(MATERIAL SUPPLIED):
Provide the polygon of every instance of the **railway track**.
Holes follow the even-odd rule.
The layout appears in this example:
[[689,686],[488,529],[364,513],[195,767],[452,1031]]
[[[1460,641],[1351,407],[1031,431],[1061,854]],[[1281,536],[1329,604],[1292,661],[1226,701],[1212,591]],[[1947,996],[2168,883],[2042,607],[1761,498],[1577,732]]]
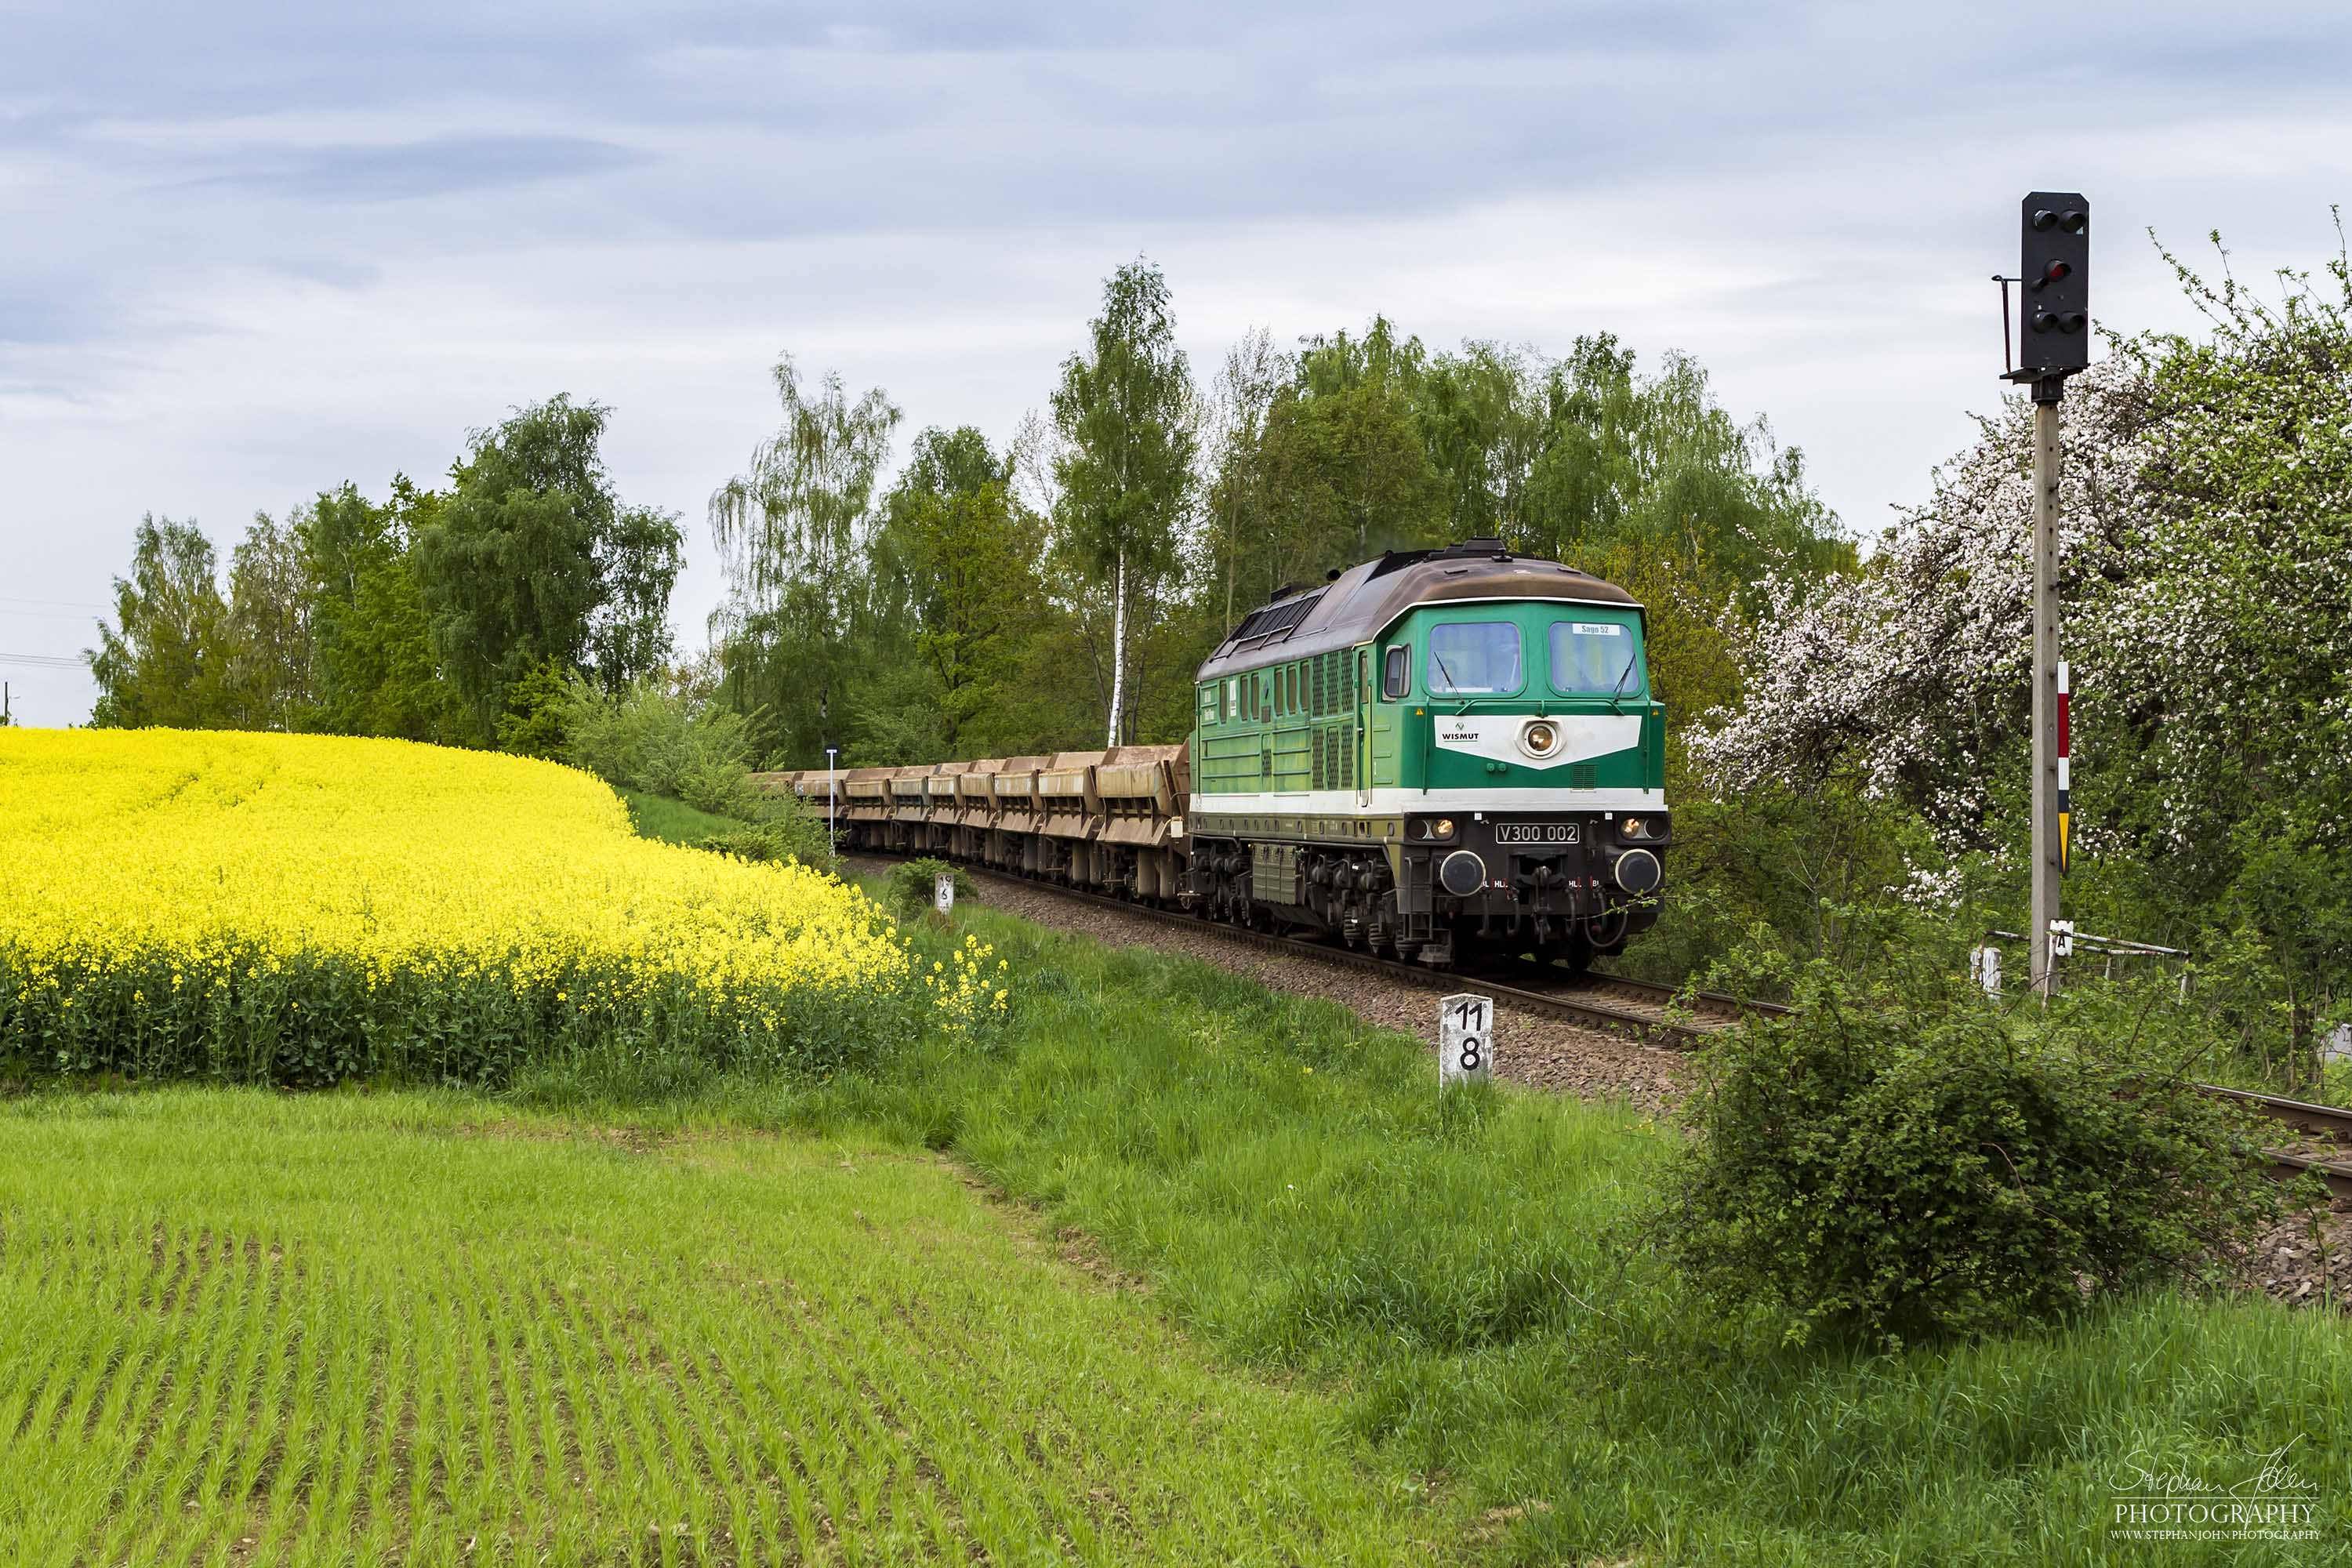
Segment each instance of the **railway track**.
[[[1187,930],[1214,931],[1234,942],[1268,952],[1383,974],[1425,990],[1457,991],[1475,985],[1493,996],[1498,1004],[1546,1017],[1565,1019],[1570,1023],[1614,1029],[1683,1049],[1696,1047],[1709,1035],[1729,1027],[1743,1016],[1775,1017],[1785,1016],[1790,1011],[1777,1002],[1748,1001],[1712,991],[1685,994],[1655,981],[1634,980],[1603,970],[1571,975],[1565,971],[1547,973],[1542,966],[1524,963],[1486,969],[1433,970],[1401,959],[1381,958],[1352,948],[1310,942],[1303,937],[1284,936],[1275,931],[1206,921],[1174,910],[1158,909],[1104,893],[1088,892],[1082,888],[1066,888],[1058,883],[1015,877],[985,867],[967,865],[963,869],[967,875],[982,881],[1038,889],[1073,902],[1099,904],[1139,919],[1181,926]],[[2293,1180],[2308,1172],[2316,1175],[2332,1195],[2352,1198],[2352,1110],[2315,1105],[2252,1089],[2227,1089],[2219,1084],[2200,1084],[2198,1087],[2208,1094],[2235,1100],[2272,1121],[2291,1127],[2313,1144],[2332,1146],[2328,1152],[2317,1152],[2309,1148],[2274,1150],[2271,1154],[2272,1173],[2281,1180]]]
[[1484,970],[1431,969],[1402,959],[1381,958],[1353,948],[1310,942],[1304,937],[1285,936],[1276,931],[1202,920],[1197,915],[1158,909],[1150,904],[1112,898],[1105,893],[1088,892],[1083,888],[1066,888],[1055,882],[1010,876],[984,867],[967,865],[963,870],[967,876],[981,881],[1041,889],[1074,903],[1098,904],[1122,914],[1156,921],[1164,925],[1181,926],[1188,931],[1212,931],[1233,942],[1270,952],[1289,953],[1318,963],[1382,974],[1424,990],[1459,991],[1465,986],[1475,986],[1493,996],[1497,1003],[1530,1013],[1563,1018],[1573,1024],[1597,1025],[1677,1046],[1694,1045],[1716,1029],[1735,1022],[1743,1008],[1786,1011],[1769,1003],[1742,1003],[1733,997],[1703,993],[1693,1000],[1696,1007],[1705,1010],[1694,1012],[1676,1005],[1673,986],[1659,985],[1646,980],[1629,980],[1622,975],[1599,971],[1583,975],[1570,975],[1565,972],[1547,974],[1535,964]]
[[2284,1095],[2258,1094],[2250,1089],[2224,1089],[2213,1083],[2198,1087],[2223,1100],[2234,1100],[2273,1121],[2284,1122],[2315,1142],[2332,1145],[2335,1152],[2326,1154],[2273,1150],[2271,1161],[2282,1180],[2291,1180],[2308,1171],[2325,1182],[2336,1196],[2352,1198],[2352,1110],[2339,1105],[2289,1100]]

(WHAT IS REQUIRED): Pictures do not belong in the copy. Reproduce the rest of the data exactly.

(WRITTEN SOLUTION):
Provide the polygon of every instance of the **railway track**.
Holes follow the even-odd rule.
The layout appears in this example:
[[689,686],[488,529],[364,513],[195,767],[452,1031]]
[[[1460,641],[1351,407],[1031,431],[1061,854]],[[1281,536],[1329,604],[1292,661],[1226,701],[1212,591]],[[1947,996],[2168,883],[2042,607],[1761,498],[1577,732]]]
Segment each instance of the **railway track**.
[[[1187,930],[1214,931],[1234,942],[1268,952],[1383,974],[1425,990],[1457,991],[1475,985],[1493,996],[1498,1004],[1546,1017],[1565,1019],[1570,1023],[1614,1029],[1683,1049],[1696,1047],[1709,1035],[1729,1027],[1743,1016],[1775,1017],[1785,1016],[1790,1011],[1777,1002],[1748,1001],[1712,991],[1685,994],[1655,981],[1634,980],[1603,970],[1571,975],[1565,971],[1547,973],[1542,966],[1524,963],[1486,969],[1433,970],[1401,959],[1381,958],[1352,948],[1310,942],[1303,937],[1284,936],[1275,931],[1206,921],[1174,910],[1158,909],[1104,893],[1088,892],[1082,888],[1066,888],[1058,883],[1015,877],[985,867],[967,865],[963,869],[967,875],[982,881],[1038,889],[1073,902],[1099,904],[1139,919],[1181,926]],[[2293,1180],[2308,1172],[2316,1175],[2332,1195],[2352,1198],[2352,1110],[2315,1105],[2252,1089],[2227,1089],[2219,1084],[2200,1084],[2198,1087],[2208,1094],[2235,1100],[2272,1121],[2291,1127],[2313,1144],[2332,1146],[2328,1152],[2317,1152],[2309,1148],[2274,1150],[2271,1154],[2272,1173],[2281,1180]]]
[[1484,970],[1431,969],[1402,959],[1381,958],[1353,948],[1310,942],[1304,937],[1285,936],[1276,931],[1202,920],[1197,915],[1158,909],[1150,904],[1112,898],[1105,893],[1088,892],[1083,888],[1066,888],[1055,882],[1010,876],[984,867],[967,865],[963,870],[967,876],[981,881],[1041,889],[1074,903],[1098,904],[1122,914],[1156,921],[1164,925],[1181,926],[1188,931],[1212,931],[1233,942],[1270,952],[1289,953],[1318,963],[1382,974],[1424,990],[1459,991],[1465,986],[1475,986],[1493,996],[1497,1003],[1530,1013],[1563,1018],[1573,1024],[1597,1025],[1677,1046],[1694,1045],[1716,1029],[1735,1022],[1743,1008],[1786,1011],[1769,1003],[1742,1003],[1733,997],[1703,993],[1693,1000],[1696,1007],[1705,1010],[1694,1012],[1676,1005],[1673,986],[1659,985],[1646,980],[1629,980],[1622,975],[1599,971],[1583,975],[1570,975],[1565,972],[1547,974],[1535,964]]
[[2284,1095],[2258,1094],[2250,1089],[2224,1089],[2213,1083],[2198,1087],[2223,1100],[2234,1100],[2273,1121],[2284,1122],[2315,1142],[2332,1145],[2335,1152],[2326,1154],[2273,1150],[2271,1161],[2282,1180],[2291,1180],[2308,1171],[2325,1182],[2336,1196],[2352,1198],[2352,1110],[2339,1105],[2289,1100]]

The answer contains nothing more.